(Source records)
————

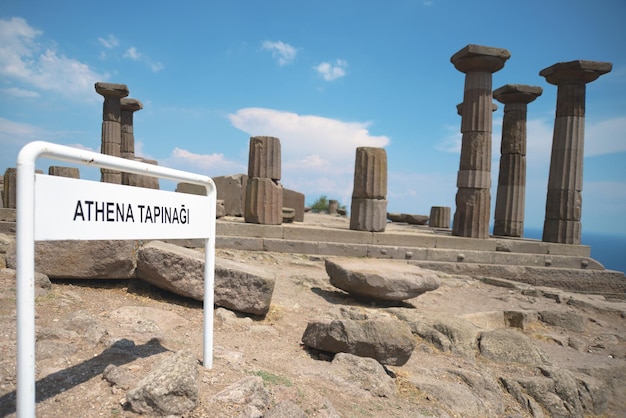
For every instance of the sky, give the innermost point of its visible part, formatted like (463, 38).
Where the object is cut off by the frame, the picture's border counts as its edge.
(325, 77)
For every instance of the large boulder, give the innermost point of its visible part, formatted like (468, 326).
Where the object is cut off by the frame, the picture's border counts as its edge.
(171, 388)
(237, 286)
(386, 340)
(107, 259)
(378, 279)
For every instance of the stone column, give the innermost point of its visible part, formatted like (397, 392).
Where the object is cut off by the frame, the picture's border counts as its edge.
(510, 197)
(111, 126)
(565, 181)
(264, 193)
(128, 107)
(368, 211)
(473, 197)
(439, 217)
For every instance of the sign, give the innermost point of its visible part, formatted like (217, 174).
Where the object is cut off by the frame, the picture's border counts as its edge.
(67, 208)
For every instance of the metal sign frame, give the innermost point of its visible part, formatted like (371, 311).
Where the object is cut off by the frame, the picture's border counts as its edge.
(25, 249)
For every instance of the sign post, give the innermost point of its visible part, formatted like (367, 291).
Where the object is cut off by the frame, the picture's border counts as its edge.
(88, 210)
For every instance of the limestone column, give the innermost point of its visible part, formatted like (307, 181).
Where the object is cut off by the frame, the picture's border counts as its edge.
(368, 211)
(128, 107)
(473, 198)
(264, 193)
(111, 126)
(565, 181)
(510, 196)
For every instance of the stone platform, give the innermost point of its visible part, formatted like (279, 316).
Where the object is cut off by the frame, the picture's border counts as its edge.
(534, 262)
(537, 263)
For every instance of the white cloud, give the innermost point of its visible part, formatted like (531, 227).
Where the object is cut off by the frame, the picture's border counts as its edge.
(330, 71)
(24, 60)
(317, 152)
(109, 43)
(22, 93)
(306, 135)
(133, 54)
(209, 164)
(284, 53)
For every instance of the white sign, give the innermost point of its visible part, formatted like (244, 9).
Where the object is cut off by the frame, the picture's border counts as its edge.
(67, 208)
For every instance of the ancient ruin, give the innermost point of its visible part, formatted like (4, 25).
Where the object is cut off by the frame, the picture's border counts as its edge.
(264, 193)
(368, 211)
(473, 199)
(565, 181)
(510, 197)
(111, 126)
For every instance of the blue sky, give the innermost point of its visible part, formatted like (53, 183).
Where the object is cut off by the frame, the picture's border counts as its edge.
(324, 77)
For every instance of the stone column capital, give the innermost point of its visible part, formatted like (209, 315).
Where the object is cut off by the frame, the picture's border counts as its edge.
(111, 89)
(517, 93)
(130, 105)
(474, 58)
(575, 72)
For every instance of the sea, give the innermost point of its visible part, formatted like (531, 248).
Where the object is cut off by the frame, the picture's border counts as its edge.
(608, 249)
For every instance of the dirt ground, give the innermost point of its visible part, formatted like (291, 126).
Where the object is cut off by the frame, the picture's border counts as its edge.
(77, 321)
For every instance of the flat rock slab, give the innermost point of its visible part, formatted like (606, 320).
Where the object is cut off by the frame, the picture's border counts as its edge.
(388, 341)
(380, 279)
(180, 270)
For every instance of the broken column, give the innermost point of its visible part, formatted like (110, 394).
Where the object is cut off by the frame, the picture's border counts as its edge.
(128, 108)
(111, 126)
(510, 196)
(368, 211)
(565, 181)
(473, 197)
(439, 217)
(264, 193)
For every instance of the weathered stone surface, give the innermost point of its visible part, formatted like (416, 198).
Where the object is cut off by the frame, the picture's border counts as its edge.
(370, 173)
(447, 333)
(285, 409)
(82, 259)
(264, 202)
(247, 391)
(71, 172)
(171, 388)
(264, 160)
(569, 320)
(509, 345)
(439, 217)
(364, 373)
(471, 218)
(388, 341)
(138, 180)
(386, 280)
(289, 215)
(411, 219)
(368, 215)
(295, 200)
(232, 190)
(181, 271)
(566, 161)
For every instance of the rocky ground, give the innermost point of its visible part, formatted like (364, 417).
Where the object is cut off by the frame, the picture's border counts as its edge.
(484, 347)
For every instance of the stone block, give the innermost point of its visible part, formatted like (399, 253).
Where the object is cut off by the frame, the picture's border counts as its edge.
(368, 215)
(264, 202)
(71, 172)
(232, 190)
(264, 157)
(138, 180)
(439, 217)
(370, 173)
(106, 259)
(295, 200)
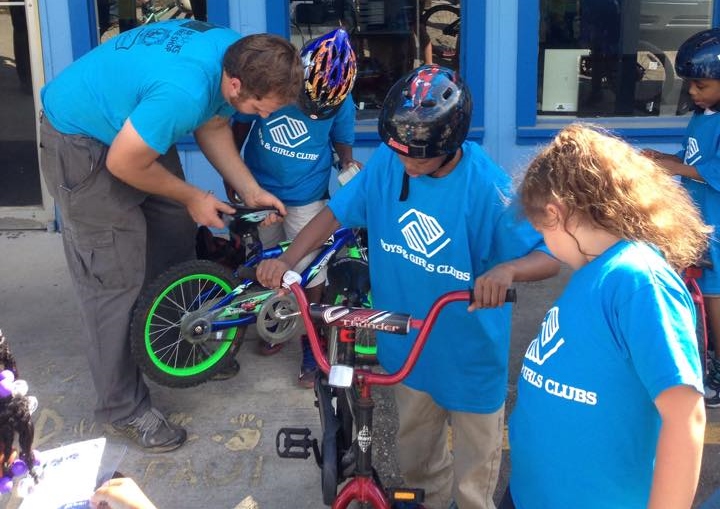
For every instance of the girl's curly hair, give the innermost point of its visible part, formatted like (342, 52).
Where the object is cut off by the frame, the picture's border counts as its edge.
(598, 177)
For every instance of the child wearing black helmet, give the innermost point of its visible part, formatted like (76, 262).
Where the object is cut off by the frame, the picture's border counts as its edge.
(437, 213)
(698, 165)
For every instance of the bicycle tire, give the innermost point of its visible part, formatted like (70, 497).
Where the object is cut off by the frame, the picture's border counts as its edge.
(160, 348)
(445, 46)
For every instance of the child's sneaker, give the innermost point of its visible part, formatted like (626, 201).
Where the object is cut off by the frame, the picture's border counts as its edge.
(712, 384)
(152, 431)
(308, 366)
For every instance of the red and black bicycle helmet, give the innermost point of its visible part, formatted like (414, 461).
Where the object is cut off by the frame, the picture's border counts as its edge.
(330, 69)
(427, 113)
(699, 56)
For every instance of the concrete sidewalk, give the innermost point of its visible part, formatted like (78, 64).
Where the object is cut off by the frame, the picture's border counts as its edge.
(230, 453)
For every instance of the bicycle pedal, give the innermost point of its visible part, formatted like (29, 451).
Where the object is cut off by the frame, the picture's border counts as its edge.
(294, 443)
(407, 495)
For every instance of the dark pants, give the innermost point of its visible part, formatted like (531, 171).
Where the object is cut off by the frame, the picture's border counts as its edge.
(506, 502)
(115, 238)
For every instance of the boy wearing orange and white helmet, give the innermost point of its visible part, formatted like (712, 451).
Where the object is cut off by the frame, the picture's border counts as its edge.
(290, 152)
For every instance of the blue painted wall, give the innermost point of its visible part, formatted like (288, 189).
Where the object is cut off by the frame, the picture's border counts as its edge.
(490, 60)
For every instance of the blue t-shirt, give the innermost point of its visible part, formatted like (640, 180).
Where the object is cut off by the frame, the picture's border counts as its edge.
(449, 231)
(290, 154)
(701, 149)
(165, 77)
(584, 428)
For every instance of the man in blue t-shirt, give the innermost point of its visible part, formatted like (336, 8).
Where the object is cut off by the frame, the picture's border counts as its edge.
(290, 153)
(438, 218)
(108, 132)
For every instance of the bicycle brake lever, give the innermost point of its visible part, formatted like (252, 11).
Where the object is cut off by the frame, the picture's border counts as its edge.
(291, 277)
(510, 295)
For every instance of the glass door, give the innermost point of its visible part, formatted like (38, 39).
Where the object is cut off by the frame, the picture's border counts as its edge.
(24, 202)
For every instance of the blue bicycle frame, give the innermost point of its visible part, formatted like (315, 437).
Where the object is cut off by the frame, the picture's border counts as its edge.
(342, 237)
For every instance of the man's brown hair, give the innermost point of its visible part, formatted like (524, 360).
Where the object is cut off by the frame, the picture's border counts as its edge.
(266, 65)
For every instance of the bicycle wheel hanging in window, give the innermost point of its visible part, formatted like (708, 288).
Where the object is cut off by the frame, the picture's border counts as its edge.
(442, 23)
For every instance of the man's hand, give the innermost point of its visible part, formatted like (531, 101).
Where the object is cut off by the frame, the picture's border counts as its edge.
(259, 197)
(270, 272)
(490, 288)
(120, 493)
(205, 209)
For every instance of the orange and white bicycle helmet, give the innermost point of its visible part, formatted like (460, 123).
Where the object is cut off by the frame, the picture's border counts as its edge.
(330, 69)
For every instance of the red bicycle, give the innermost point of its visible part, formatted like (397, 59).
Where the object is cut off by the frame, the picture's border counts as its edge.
(344, 398)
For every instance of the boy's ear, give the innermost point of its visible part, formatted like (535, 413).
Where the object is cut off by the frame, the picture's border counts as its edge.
(236, 86)
(553, 214)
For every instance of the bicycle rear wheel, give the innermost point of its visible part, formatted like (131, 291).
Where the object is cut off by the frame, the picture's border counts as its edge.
(170, 334)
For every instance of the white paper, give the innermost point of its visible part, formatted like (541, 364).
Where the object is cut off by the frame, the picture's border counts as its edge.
(69, 476)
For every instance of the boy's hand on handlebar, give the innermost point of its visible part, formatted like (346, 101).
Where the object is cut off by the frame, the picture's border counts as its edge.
(491, 288)
(270, 272)
(206, 209)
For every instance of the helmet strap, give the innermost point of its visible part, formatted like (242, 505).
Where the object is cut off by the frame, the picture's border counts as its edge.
(405, 190)
(405, 187)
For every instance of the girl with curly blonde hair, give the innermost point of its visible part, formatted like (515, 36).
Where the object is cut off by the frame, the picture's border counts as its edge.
(610, 410)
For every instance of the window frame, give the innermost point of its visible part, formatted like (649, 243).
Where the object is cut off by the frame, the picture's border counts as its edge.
(532, 129)
(472, 69)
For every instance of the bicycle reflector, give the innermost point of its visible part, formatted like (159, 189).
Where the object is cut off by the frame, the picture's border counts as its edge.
(416, 495)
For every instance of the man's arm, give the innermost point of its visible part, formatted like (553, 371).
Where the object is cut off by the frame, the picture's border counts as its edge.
(313, 235)
(672, 164)
(132, 160)
(215, 139)
(679, 450)
(490, 288)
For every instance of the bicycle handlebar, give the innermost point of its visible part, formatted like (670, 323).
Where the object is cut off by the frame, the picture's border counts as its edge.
(248, 214)
(396, 323)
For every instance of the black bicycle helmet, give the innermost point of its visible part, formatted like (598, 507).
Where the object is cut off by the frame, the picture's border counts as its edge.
(699, 56)
(330, 68)
(426, 113)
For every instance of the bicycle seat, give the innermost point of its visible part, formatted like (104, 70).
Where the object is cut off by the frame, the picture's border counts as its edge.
(246, 218)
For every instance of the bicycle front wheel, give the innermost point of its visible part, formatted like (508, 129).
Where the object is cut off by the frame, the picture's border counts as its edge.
(170, 333)
(442, 23)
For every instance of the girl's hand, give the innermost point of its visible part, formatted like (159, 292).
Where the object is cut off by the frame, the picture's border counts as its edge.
(490, 288)
(121, 493)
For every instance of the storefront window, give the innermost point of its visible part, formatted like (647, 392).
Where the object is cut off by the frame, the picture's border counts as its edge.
(608, 58)
(116, 16)
(385, 39)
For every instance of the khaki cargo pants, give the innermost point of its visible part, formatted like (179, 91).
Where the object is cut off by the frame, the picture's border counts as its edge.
(115, 238)
(469, 473)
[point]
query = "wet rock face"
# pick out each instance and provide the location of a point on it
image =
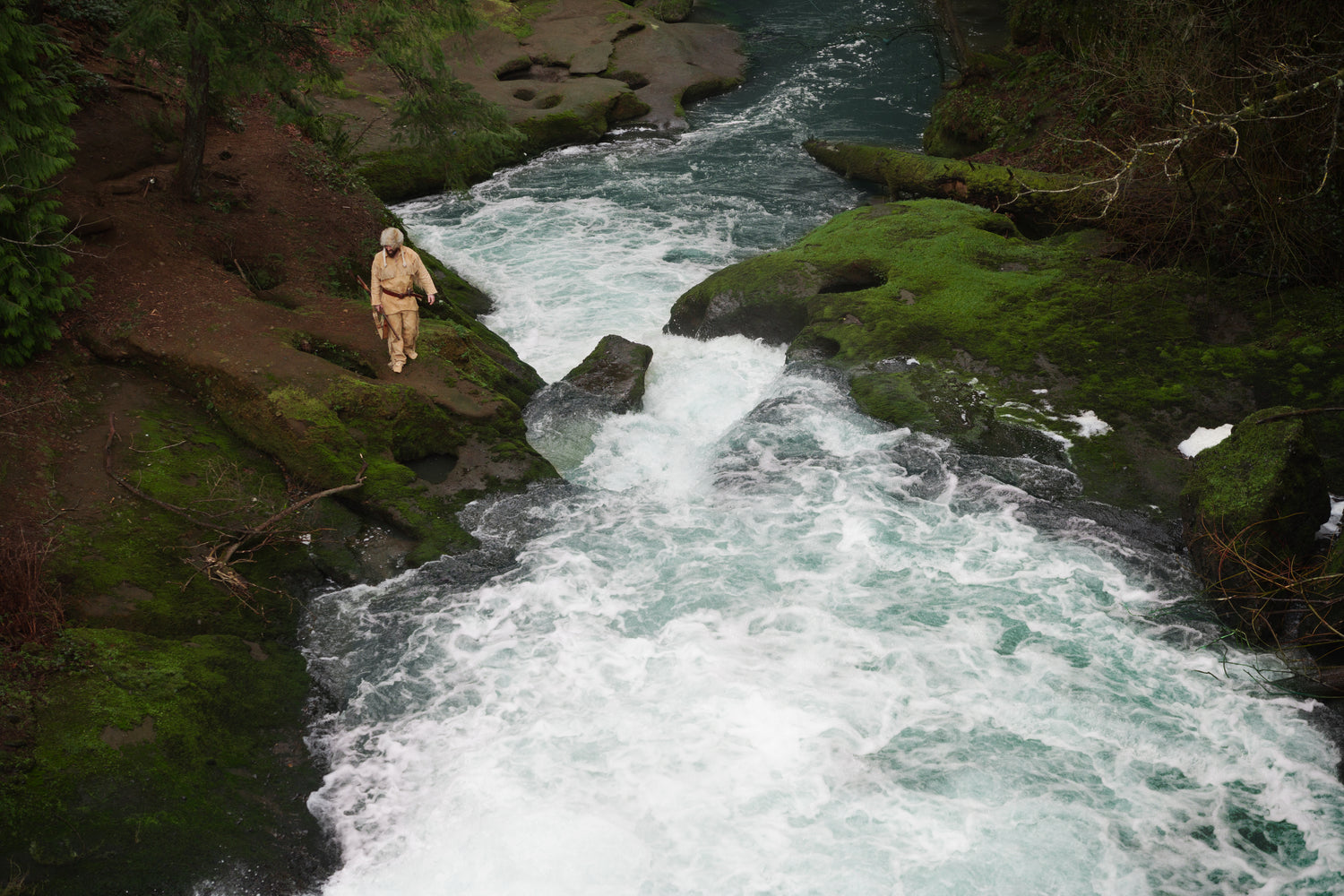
(613, 375)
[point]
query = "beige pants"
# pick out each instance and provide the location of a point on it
(401, 339)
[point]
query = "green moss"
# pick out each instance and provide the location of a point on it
(158, 756)
(1047, 324)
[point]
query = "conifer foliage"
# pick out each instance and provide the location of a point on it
(37, 144)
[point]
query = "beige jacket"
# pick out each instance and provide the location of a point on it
(398, 276)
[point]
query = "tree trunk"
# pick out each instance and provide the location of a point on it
(187, 180)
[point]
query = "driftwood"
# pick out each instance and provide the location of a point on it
(218, 562)
(1032, 198)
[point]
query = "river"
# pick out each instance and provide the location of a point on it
(757, 642)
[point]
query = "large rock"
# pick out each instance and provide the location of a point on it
(1252, 511)
(613, 374)
(562, 73)
(951, 322)
(1035, 201)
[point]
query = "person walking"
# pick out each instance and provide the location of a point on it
(397, 271)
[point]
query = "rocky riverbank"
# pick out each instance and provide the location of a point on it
(166, 454)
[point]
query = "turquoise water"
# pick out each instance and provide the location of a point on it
(757, 642)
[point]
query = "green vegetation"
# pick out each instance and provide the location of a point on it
(214, 53)
(35, 147)
(1211, 124)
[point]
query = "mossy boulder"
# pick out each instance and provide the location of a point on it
(1252, 509)
(948, 319)
(1037, 202)
(613, 374)
(558, 74)
(160, 758)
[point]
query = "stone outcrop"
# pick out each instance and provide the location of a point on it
(1252, 512)
(951, 322)
(1035, 201)
(562, 73)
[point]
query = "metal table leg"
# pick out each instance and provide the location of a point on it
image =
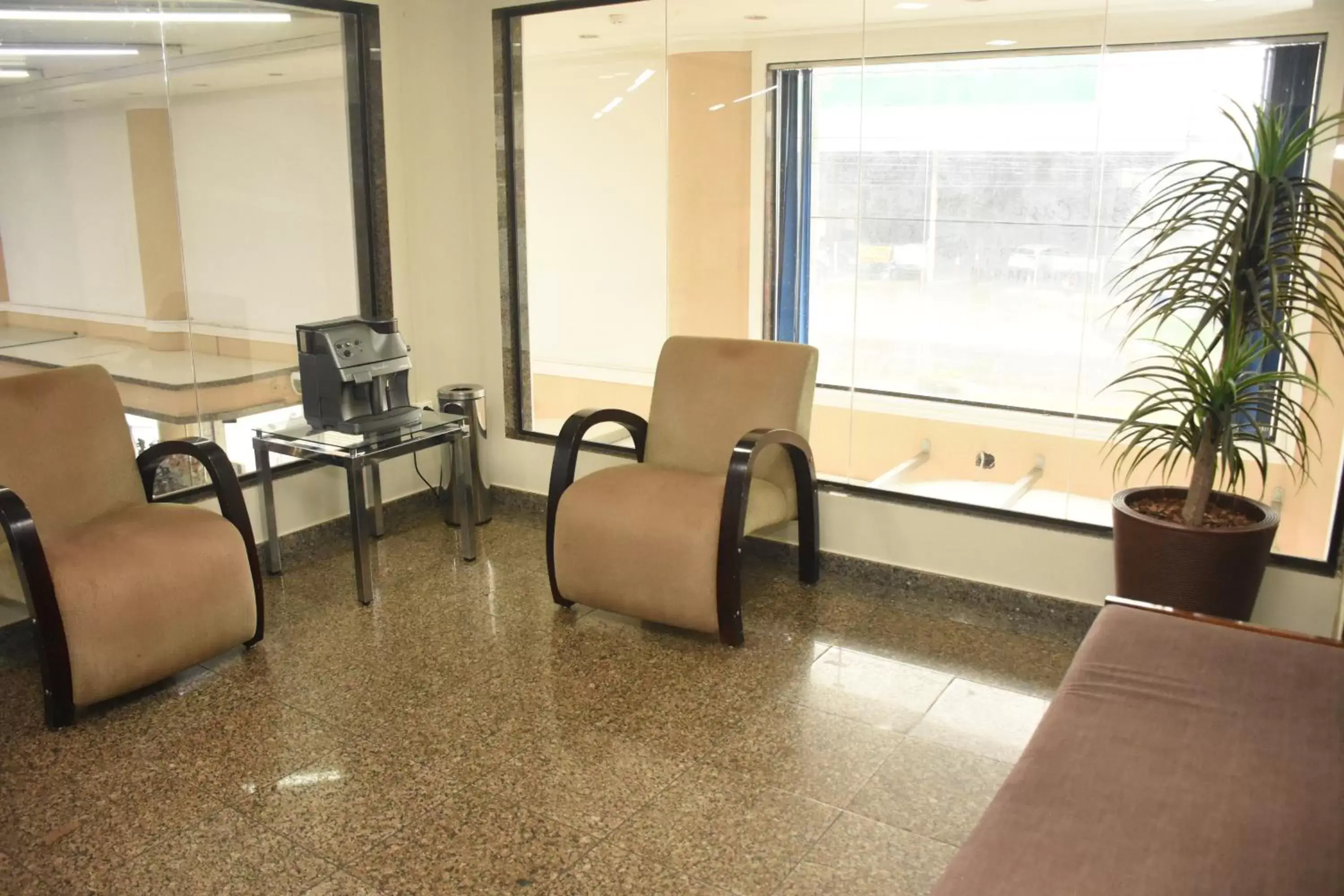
(464, 505)
(375, 497)
(268, 508)
(359, 534)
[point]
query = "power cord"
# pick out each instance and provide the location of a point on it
(436, 492)
(428, 485)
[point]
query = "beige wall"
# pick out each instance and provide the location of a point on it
(158, 228)
(4, 281)
(709, 194)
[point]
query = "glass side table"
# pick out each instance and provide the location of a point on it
(359, 456)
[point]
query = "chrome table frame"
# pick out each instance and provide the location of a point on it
(367, 491)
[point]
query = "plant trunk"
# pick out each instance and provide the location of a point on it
(1201, 480)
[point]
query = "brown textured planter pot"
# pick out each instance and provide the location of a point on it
(1214, 571)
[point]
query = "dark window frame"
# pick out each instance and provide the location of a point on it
(508, 117)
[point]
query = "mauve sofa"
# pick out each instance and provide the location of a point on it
(1182, 755)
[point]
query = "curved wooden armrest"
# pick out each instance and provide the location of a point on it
(566, 461)
(228, 489)
(733, 520)
(41, 594)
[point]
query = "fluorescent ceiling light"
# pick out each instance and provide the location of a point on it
(639, 82)
(758, 93)
(112, 15)
(608, 108)
(68, 52)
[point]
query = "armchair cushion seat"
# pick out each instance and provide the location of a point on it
(147, 591)
(644, 540)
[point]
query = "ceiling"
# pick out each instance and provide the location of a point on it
(655, 22)
(172, 58)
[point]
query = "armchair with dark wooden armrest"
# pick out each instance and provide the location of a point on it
(662, 539)
(123, 591)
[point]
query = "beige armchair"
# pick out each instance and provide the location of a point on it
(123, 591)
(722, 454)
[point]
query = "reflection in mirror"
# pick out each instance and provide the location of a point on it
(592, 90)
(175, 197)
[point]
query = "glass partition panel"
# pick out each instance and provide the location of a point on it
(177, 193)
(590, 90)
(261, 136)
(92, 250)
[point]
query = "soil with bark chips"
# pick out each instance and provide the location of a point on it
(1215, 517)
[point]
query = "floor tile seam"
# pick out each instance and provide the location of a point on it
(902, 828)
(152, 843)
(338, 867)
(807, 855)
(336, 863)
(582, 855)
(963, 750)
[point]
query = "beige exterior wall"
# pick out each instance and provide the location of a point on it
(709, 194)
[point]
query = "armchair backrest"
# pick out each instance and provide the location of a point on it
(710, 393)
(65, 448)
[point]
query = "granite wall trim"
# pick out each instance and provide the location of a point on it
(926, 593)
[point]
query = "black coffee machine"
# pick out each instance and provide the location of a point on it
(355, 375)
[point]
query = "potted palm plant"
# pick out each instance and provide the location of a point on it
(1237, 279)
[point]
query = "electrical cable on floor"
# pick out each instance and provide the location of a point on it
(428, 485)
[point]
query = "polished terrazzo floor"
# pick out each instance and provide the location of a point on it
(464, 735)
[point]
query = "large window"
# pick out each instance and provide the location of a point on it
(965, 217)
(932, 194)
(181, 185)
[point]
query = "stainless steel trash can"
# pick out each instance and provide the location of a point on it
(467, 400)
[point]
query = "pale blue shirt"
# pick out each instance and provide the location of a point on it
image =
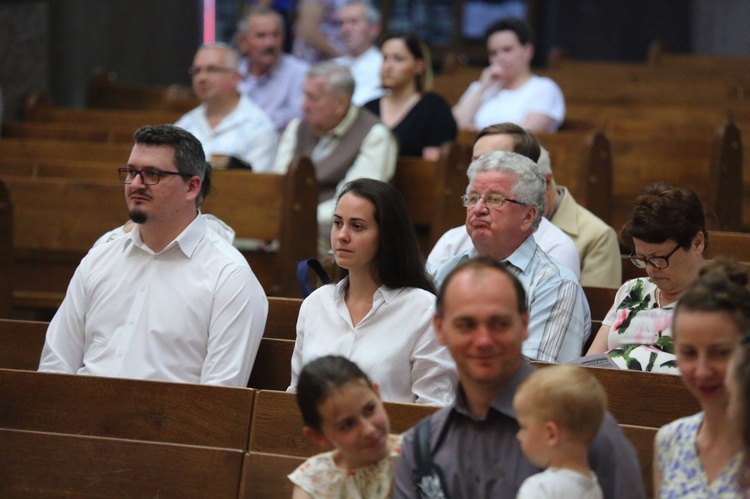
(559, 315)
(278, 92)
(246, 133)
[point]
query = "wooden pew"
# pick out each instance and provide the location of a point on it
(273, 365)
(264, 476)
(282, 318)
(70, 131)
(105, 92)
(21, 343)
(642, 439)
(37, 464)
(126, 408)
(642, 398)
(50, 242)
(6, 252)
(277, 424)
(432, 191)
(37, 107)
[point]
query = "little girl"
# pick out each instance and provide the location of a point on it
(341, 408)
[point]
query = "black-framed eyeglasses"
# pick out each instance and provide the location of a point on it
(657, 262)
(149, 176)
(492, 200)
(196, 70)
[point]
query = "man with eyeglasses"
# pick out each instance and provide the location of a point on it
(554, 242)
(504, 204)
(169, 301)
(229, 125)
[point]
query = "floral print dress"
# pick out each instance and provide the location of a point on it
(322, 479)
(640, 333)
(680, 466)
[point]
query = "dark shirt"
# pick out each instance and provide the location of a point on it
(482, 458)
(429, 123)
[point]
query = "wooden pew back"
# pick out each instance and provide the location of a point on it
(105, 92)
(126, 408)
(643, 398)
(36, 464)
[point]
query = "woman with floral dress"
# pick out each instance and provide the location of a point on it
(701, 455)
(667, 230)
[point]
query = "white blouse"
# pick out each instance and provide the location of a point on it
(394, 344)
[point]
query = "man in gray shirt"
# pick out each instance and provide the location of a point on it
(482, 318)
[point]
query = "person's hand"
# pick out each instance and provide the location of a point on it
(492, 75)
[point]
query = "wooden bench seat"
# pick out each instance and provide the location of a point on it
(38, 464)
(38, 108)
(264, 475)
(125, 408)
(432, 191)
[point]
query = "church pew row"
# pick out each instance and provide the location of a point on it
(49, 242)
(635, 397)
(38, 464)
(432, 191)
(105, 92)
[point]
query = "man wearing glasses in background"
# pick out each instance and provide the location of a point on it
(169, 301)
(229, 125)
(504, 204)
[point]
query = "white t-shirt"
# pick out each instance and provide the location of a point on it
(557, 483)
(192, 313)
(538, 95)
(548, 236)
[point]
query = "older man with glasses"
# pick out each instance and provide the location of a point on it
(231, 127)
(504, 205)
(171, 300)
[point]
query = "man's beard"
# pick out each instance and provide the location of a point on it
(138, 217)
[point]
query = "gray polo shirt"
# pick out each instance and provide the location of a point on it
(482, 458)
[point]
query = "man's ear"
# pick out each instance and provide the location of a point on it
(316, 437)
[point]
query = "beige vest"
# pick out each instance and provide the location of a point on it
(332, 169)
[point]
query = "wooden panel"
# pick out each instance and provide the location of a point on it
(35, 464)
(126, 408)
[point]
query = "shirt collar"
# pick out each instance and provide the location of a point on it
(187, 240)
(503, 401)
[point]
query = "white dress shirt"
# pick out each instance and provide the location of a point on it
(394, 344)
(548, 236)
(376, 159)
(247, 133)
(192, 313)
(366, 72)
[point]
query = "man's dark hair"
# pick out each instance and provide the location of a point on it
(480, 263)
(521, 28)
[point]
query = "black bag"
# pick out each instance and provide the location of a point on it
(431, 483)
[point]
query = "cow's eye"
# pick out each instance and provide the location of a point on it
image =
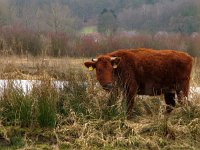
(98, 70)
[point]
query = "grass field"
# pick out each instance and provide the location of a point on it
(79, 117)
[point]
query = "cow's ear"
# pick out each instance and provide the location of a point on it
(115, 61)
(90, 65)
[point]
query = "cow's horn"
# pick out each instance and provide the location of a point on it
(94, 59)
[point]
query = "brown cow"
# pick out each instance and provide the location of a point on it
(145, 72)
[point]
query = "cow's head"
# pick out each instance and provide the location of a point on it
(104, 66)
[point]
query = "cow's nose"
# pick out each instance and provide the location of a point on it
(107, 86)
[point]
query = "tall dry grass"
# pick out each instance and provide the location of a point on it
(83, 116)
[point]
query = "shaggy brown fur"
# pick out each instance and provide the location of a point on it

————

● Exercise goal
Every line above in which the word "armchair" is present must be copied into the answer.

● Output below
query = "armchair cushion seat"
query = "armchair with dark wooden armrest"
query = "beige armchair"
query = "armchair backrest"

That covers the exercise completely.